◆ **YOUR OBJECTIVE**: Retype word for word the stretch of entries below from the line that has "Mark the tan horse with a point." through the line that has "Mark the lab coat sleeve with a point.", and omit the pictures.

(Stored data entries)

=-=-=

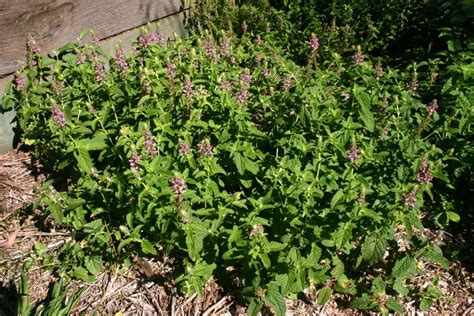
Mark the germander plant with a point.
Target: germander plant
(275, 179)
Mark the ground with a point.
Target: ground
(146, 288)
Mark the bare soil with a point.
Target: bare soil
(146, 288)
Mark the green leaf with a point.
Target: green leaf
(254, 307)
(93, 264)
(453, 217)
(276, 301)
(374, 248)
(365, 113)
(239, 163)
(273, 246)
(324, 295)
(425, 304)
(364, 302)
(393, 305)
(84, 160)
(148, 248)
(336, 198)
(405, 268)
(82, 274)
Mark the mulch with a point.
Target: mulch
(147, 287)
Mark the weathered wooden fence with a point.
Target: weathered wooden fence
(56, 22)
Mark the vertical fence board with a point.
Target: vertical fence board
(55, 22)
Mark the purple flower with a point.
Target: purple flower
(31, 45)
(58, 116)
(210, 49)
(432, 107)
(20, 81)
(99, 72)
(257, 230)
(266, 72)
(287, 83)
(410, 199)
(314, 43)
(151, 38)
(379, 71)
(120, 59)
(134, 160)
(149, 144)
(245, 77)
(81, 59)
(225, 46)
(178, 186)
(184, 149)
(424, 175)
(353, 153)
(170, 70)
(413, 85)
(188, 89)
(205, 148)
(358, 58)
(226, 85)
(242, 96)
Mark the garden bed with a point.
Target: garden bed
(137, 291)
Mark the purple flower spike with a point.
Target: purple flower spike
(205, 148)
(120, 59)
(149, 144)
(184, 149)
(242, 96)
(424, 175)
(134, 160)
(188, 89)
(170, 70)
(287, 83)
(353, 153)
(358, 58)
(226, 85)
(99, 72)
(20, 81)
(432, 107)
(58, 116)
(314, 44)
(178, 186)
(410, 199)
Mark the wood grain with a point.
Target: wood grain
(55, 22)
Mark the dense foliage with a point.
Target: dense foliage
(275, 178)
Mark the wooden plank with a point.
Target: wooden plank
(55, 22)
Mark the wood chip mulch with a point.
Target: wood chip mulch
(146, 287)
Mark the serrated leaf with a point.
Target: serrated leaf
(84, 160)
(373, 248)
(276, 301)
(405, 268)
(93, 264)
(365, 113)
(324, 295)
(148, 248)
(336, 198)
(425, 304)
(273, 246)
(82, 274)
(364, 302)
(393, 305)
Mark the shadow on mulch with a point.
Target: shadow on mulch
(9, 299)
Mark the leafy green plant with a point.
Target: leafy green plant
(219, 150)
(58, 302)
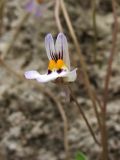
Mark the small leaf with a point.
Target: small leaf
(80, 156)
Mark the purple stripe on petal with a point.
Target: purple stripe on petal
(30, 6)
(38, 11)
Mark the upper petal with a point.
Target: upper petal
(49, 45)
(61, 48)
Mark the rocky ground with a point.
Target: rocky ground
(30, 123)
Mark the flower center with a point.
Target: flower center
(60, 64)
(51, 65)
(39, 1)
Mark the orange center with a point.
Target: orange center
(51, 65)
(56, 65)
(39, 1)
(60, 64)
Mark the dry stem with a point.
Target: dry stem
(83, 65)
(57, 12)
(107, 81)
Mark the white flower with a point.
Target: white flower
(59, 62)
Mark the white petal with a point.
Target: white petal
(69, 76)
(49, 45)
(61, 47)
(47, 77)
(32, 74)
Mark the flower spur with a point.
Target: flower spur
(59, 62)
(35, 7)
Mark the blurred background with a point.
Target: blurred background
(31, 126)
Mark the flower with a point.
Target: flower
(34, 6)
(59, 62)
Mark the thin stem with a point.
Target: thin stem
(112, 54)
(84, 117)
(57, 17)
(2, 5)
(94, 28)
(107, 81)
(82, 62)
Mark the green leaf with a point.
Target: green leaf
(80, 156)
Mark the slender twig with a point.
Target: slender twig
(57, 12)
(112, 54)
(2, 5)
(83, 64)
(107, 81)
(94, 28)
(84, 117)
(51, 95)
(15, 34)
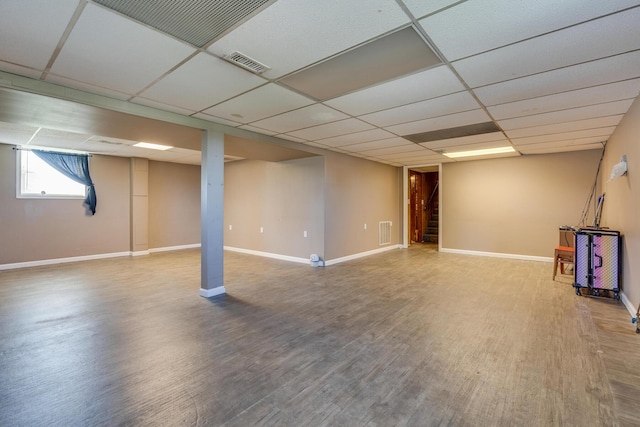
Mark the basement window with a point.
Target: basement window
(37, 180)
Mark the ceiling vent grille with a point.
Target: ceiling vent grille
(197, 22)
(247, 63)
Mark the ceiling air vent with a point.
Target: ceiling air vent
(247, 63)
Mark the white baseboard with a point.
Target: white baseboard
(361, 255)
(268, 255)
(208, 293)
(174, 248)
(139, 253)
(498, 255)
(630, 308)
(61, 260)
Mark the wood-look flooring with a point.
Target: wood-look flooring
(407, 337)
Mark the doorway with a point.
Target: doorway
(423, 207)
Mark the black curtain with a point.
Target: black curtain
(75, 167)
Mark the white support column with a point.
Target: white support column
(212, 216)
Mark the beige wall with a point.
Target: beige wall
(359, 192)
(284, 198)
(174, 204)
(514, 205)
(34, 229)
(622, 200)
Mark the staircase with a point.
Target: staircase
(431, 234)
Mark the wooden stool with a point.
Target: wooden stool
(563, 255)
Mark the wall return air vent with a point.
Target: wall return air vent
(247, 63)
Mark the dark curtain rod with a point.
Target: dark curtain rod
(51, 151)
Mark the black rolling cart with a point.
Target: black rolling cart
(597, 262)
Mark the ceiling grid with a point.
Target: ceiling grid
(542, 76)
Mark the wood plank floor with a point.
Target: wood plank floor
(408, 337)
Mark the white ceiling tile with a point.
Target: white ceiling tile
(155, 104)
(312, 115)
(58, 139)
(258, 130)
(565, 127)
(401, 152)
(537, 149)
(332, 129)
(358, 137)
(448, 104)
(416, 158)
(292, 138)
(396, 148)
(374, 145)
(107, 50)
(99, 147)
(213, 119)
(420, 8)
(563, 143)
(593, 40)
(603, 133)
(489, 24)
(581, 113)
(11, 133)
(265, 101)
(291, 34)
(30, 30)
(427, 84)
(201, 82)
(20, 70)
(63, 81)
(465, 140)
(627, 89)
(442, 122)
(608, 70)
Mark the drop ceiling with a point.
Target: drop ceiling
(547, 76)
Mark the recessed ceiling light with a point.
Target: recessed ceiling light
(152, 146)
(482, 152)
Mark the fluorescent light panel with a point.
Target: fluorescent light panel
(152, 146)
(482, 152)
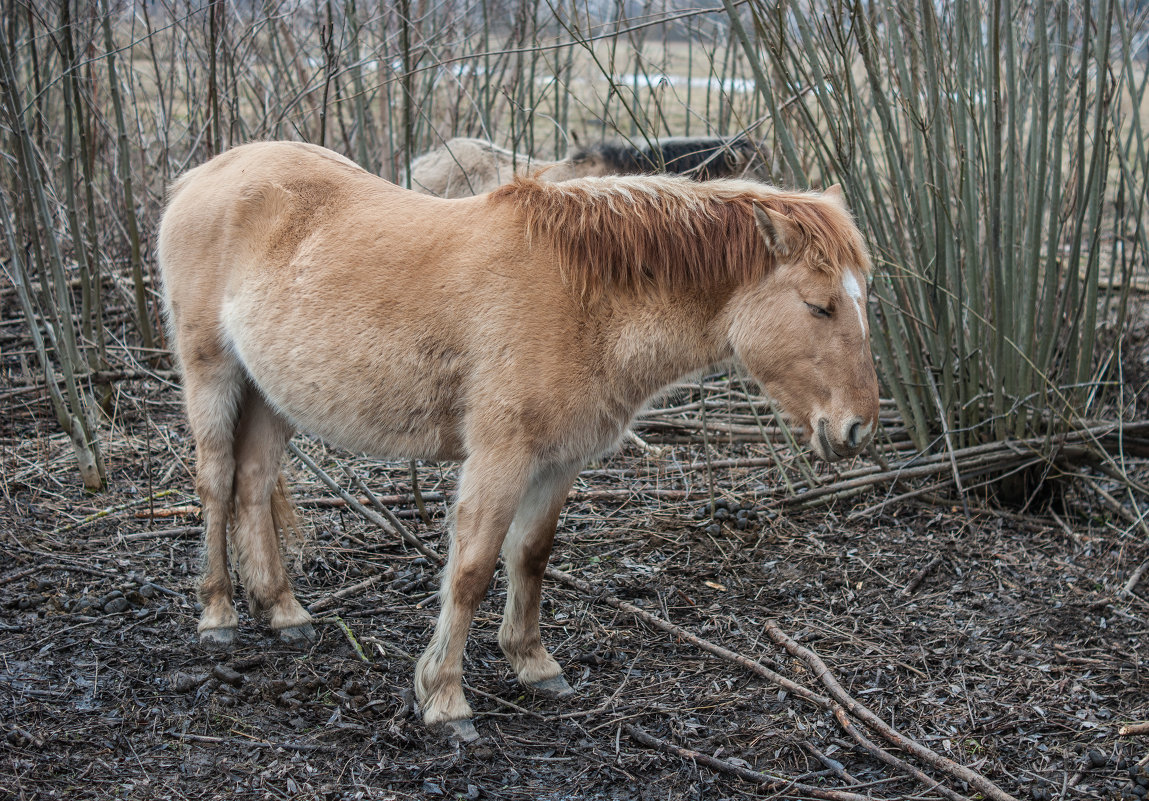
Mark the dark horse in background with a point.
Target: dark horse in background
(465, 167)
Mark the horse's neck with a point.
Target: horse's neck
(653, 343)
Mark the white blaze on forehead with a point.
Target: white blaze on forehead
(854, 290)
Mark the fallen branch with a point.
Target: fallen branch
(324, 602)
(112, 510)
(931, 757)
(773, 783)
(920, 576)
(819, 668)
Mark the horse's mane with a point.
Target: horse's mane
(700, 156)
(666, 232)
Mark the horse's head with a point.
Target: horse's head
(802, 331)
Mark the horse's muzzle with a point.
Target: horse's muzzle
(851, 438)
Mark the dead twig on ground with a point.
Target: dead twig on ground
(931, 757)
(775, 783)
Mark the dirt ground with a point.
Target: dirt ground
(1017, 653)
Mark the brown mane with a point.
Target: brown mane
(666, 232)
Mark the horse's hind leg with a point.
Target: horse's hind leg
(260, 444)
(525, 552)
(213, 385)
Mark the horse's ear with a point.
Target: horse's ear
(777, 229)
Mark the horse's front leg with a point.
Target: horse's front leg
(490, 491)
(525, 552)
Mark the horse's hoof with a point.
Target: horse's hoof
(462, 730)
(217, 639)
(555, 687)
(298, 636)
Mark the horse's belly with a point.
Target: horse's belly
(376, 394)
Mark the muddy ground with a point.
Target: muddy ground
(1017, 654)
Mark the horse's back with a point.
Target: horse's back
(364, 313)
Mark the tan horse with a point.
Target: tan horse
(518, 331)
(464, 167)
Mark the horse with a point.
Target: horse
(518, 332)
(463, 167)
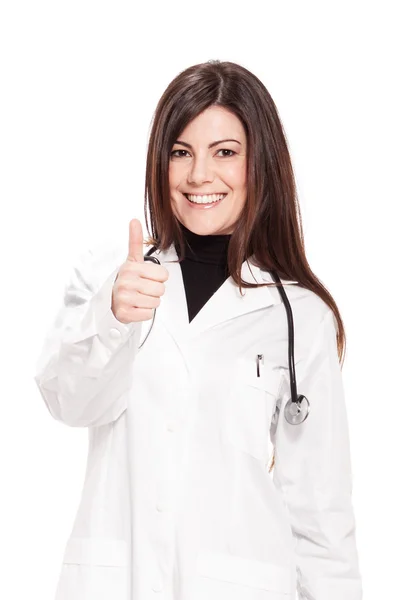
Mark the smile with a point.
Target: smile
(204, 199)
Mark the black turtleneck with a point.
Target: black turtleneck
(204, 268)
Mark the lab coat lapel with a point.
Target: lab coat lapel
(226, 303)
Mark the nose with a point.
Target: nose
(200, 171)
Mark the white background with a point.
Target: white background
(79, 84)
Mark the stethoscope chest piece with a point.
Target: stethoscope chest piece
(297, 412)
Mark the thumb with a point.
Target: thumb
(135, 252)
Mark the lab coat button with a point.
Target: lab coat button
(157, 586)
(114, 333)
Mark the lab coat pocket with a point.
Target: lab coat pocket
(222, 575)
(94, 569)
(249, 406)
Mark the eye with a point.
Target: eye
(227, 150)
(173, 153)
(177, 155)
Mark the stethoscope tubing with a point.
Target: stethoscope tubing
(298, 409)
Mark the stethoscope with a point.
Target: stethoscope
(296, 411)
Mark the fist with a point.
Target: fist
(139, 284)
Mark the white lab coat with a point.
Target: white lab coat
(177, 502)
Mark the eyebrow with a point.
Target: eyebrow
(209, 145)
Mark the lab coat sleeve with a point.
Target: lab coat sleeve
(83, 371)
(313, 475)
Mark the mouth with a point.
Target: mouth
(206, 201)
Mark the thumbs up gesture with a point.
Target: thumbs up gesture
(139, 284)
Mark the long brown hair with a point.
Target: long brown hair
(270, 227)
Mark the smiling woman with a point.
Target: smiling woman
(177, 497)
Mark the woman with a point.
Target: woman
(178, 501)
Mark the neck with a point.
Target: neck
(212, 249)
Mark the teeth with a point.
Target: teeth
(205, 199)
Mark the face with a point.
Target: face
(201, 164)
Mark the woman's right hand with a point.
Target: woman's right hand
(139, 284)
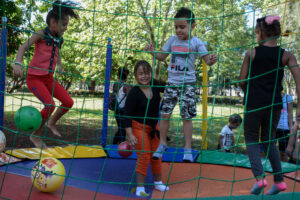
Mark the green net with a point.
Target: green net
(228, 29)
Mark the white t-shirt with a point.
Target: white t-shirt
(182, 70)
(284, 120)
(227, 134)
(121, 97)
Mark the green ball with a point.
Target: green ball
(28, 119)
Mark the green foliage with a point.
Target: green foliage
(132, 24)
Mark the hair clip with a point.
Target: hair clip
(270, 19)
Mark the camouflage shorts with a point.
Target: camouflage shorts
(187, 100)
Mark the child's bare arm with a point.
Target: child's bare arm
(159, 56)
(18, 70)
(220, 141)
(295, 70)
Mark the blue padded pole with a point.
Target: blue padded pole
(3, 54)
(106, 92)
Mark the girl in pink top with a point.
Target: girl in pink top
(39, 78)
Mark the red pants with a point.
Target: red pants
(145, 148)
(44, 87)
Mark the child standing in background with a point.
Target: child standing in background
(39, 78)
(226, 138)
(141, 125)
(181, 78)
(262, 85)
(285, 125)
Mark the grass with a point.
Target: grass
(83, 123)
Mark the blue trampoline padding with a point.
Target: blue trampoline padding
(171, 155)
(176, 155)
(112, 152)
(86, 174)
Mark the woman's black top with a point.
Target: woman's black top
(136, 106)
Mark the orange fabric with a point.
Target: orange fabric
(145, 148)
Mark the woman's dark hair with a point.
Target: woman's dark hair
(235, 118)
(145, 65)
(61, 10)
(123, 72)
(185, 13)
(268, 30)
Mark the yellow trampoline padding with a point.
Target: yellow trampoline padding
(59, 152)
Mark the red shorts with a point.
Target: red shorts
(44, 87)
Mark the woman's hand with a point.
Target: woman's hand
(289, 150)
(131, 139)
(18, 70)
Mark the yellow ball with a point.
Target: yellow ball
(47, 174)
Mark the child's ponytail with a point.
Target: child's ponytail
(61, 10)
(270, 26)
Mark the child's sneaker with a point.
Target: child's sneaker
(140, 191)
(188, 156)
(158, 185)
(276, 188)
(258, 187)
(159, 151)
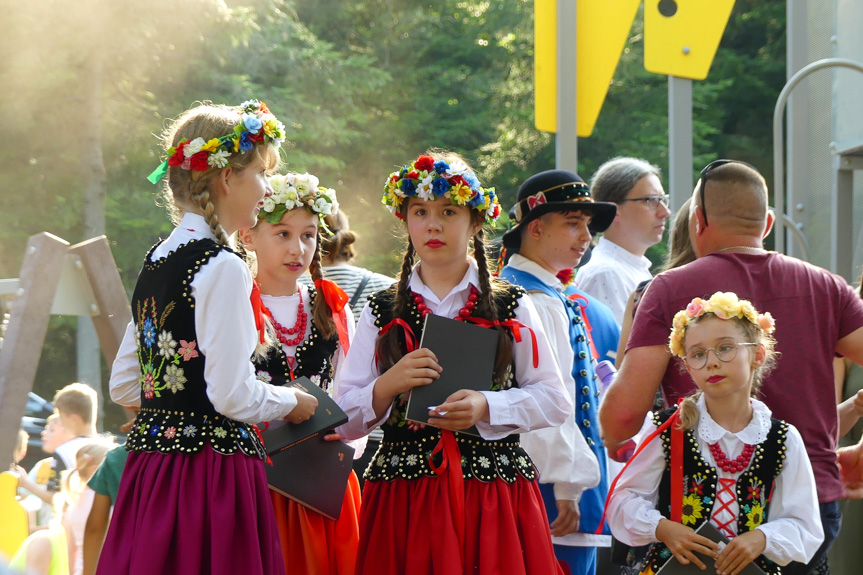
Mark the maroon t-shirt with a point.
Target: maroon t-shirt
(813, 309)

=-=-=

◆ **RESULT OF THE EXERCISE**:
Mark the tan horse with a point.
Target: tan horse
(518, 331)
(464, 167)
Mark the horse with a point.
Target: horse
(518, 332)
(463, 167)
Mark the smile with a point.
Target: smile
(204, 199)
Mark the black turtleneck with a point.
Target: black turtleneck
(204, 268)
Mark the lab coat lapel with a point.
Target: lab coat lapel
(226, 303)
Mark the nose with a point.
Target: nose
(200, 171)
Mark the white background with a point.
Target: white background
(79, 84)
Mark the stethoscope chest piece with a point.
Target: stethoscope chest piece
(297, 412)
Mark the thumb with a point.
Target: thumb
(135, 252)
Mark the lab coat button with a point.
Target: lab coat button
(157, 586)
(114, 333)
Mark the lab coat pocket with a point.
Target: lab coat pocket
(222, 575)
(94, 569)
(249, 406)
Mark the eye with a point.
Target: eye
(227, 150)
(173, 153)
(177, 155)
Mark the stethoscope tubing with a point.
Target: stethoscope tubing
(298, 409)
Mark the stethoscope with a point.
Target: stethoscope
(296, 411)
Mark the fist with a point.
Target: fist
(139, 284)
Mark the white lab coat with a point.
Target: white lab coat
(177, 502)
Mark the eyebrow with a point.
Target: eyebrow
(209, 145)
Mark the lab coat sleeve with a point.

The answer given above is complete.